What you have to do —
Write out every entry below exactly as it appears. Pictures do not belong in the copy.

Input records —
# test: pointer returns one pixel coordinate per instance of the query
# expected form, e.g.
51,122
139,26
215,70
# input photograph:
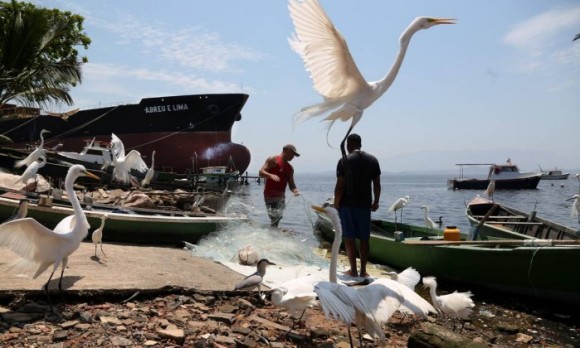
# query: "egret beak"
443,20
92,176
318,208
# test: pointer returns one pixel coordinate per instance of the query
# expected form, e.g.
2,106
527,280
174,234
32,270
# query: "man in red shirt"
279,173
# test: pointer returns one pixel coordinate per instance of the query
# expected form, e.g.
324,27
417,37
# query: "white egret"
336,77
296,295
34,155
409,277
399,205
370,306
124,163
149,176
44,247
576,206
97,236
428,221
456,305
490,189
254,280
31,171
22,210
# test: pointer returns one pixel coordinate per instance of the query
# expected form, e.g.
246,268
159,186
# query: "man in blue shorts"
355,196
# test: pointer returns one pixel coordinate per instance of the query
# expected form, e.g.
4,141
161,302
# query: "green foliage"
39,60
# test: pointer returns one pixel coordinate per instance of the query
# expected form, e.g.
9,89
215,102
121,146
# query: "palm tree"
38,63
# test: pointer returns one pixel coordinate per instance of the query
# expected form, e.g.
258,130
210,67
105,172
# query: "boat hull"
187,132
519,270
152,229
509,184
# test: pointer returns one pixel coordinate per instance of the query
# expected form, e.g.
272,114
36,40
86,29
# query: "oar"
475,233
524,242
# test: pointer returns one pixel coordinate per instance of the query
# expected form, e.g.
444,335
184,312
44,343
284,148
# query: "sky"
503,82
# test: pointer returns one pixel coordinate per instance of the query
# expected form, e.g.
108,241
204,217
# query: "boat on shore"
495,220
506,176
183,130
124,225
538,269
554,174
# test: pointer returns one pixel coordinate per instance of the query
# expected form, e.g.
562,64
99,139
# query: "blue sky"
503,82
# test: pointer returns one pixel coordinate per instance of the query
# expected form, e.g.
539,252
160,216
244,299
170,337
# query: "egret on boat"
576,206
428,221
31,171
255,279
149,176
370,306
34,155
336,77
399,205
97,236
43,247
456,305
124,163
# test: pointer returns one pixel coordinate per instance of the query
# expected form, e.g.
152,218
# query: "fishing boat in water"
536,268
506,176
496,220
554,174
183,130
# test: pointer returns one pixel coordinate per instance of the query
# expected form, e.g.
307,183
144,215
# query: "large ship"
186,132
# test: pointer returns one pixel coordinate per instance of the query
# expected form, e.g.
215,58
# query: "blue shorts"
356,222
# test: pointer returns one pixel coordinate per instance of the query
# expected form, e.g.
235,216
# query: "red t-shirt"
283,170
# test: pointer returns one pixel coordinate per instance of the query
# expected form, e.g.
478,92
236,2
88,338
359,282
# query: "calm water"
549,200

Exercise output —
# test: pointer returns one pixel coordinate per instance of the query
# expected form, e.g.
51,122
139,26
215,70
# input photograph:
# query: "egret beak"
443,20
92,176
318,208
# test: pointer returns one pixel coordinate per instance of the query
# expected form, e.g.
2,106
527,280
174,234
32,270
# query: "man in red shirt"
279,173
# test: pointer returns one pixel coordinate per instance of the query
# expected form, e.g.
324,27
417,37
# query: "white egret"
336,77
296,295
34,155
409,277
399,205
370,306
124,163
149,176
44,247
576,206
97,236
428,221
456,305
490,189
254,280
31,171
22,210
# test: pointer returns one pixel coordinate per instance of the query
# expected form, e.g.
246,268
159,186
# query: "man in blue shorts"
355,196
# test: pointer returns one pixel coordinate per instance of the query
# expected form, e.g.
4,141
161,302
# query: "green foliage"
39,60
# test: pointer returns one pixel coordinate per instance of the query
# expected form, e.g.
9,89
215,102
121,146
# query: "palm tree"
38,63
# test: pointer returns one pixel coordinate per instance of the query
# expected form, e.g.
258,130
210,67
105,172
# query: "boat hull"
187,132
519,270
152,229
509,184
# test: pointer returns one pixel coordinate per instance of the query
# expected form, e.g.
272,114
36,40
86,29
# query: "oar"
475,233
524,242
# test: pointer returns one pixel coordinate per instance of the query
# expected form, e.g.
444,335
184,312
44,343
284,148
# query: "sky"
503,82
# test: pointer returns one pixel coordinate per instance of the query
# expected form, e.g.
108,241
204,217
# query: "boat on shore"
495,220
506,176
183,130
124,225
538,269
554,174
# test: pointer returns one pixel coordinate per instance of the query
# expected form, e.g.
562,64
99,139
# query: "blue sky"
503,82
# test: pointer returns one pixel coordinate per instance of the query
# expected form, e.g.
539,252
160,216
244,299
170,337
# query: "egret on boat"
576,206
428,221
31,171
255,279
149,176
370,306
34,155
336,77
399,205
97,236
43,247
456,305
124,163
# test: pointer returns one pixel coordinate per instance of the query
# expected form, e.g.
152,218
# query: "fishing boat in water"
536,268
506,176
496,220
554,174
183,130
# test: pointer returns one pixel coordinate per instance of the query
# expected form, e.g.
307,183
144,215
# query: "large ship"
186,132
# test: pointer returns one pixel coordinate per instance of the query
# expected form, e.g.
215,58
# query: "blue shorts"
356,222
# test: pointer returns one pixel coordinate per instance of the query
# expected form, e.g.
235,216
# query: "red t-shirt"
283,170
# test: pointer returns one pixel coordinate per instance of the query
# expected form, e.g.
478,92
236,2
88,338
359,282
# query: "calm water"
549,200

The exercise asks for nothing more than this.